**REQUIRED WORK:** Copy all entries exactly.

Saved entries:
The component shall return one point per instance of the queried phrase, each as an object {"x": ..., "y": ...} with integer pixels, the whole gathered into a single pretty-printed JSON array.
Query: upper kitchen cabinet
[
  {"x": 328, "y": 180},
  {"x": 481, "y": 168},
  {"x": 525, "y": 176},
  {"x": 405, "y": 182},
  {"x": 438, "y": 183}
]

**REPLY:**
The component shall return one point per instance of the queried phrase, each as an object {"x": ..., "y": ...} with integer pixels, the whole gathered into a single pretty-printed JSON array.
Query: upper kitchen cabinet
[
  {"x": 328, "y": 180},
  {"x": 481, "y": 168},
  {"x": 525, "y": 176},
  {"x": 405, "y": 182},
  {"x": 438, "y": 183}
]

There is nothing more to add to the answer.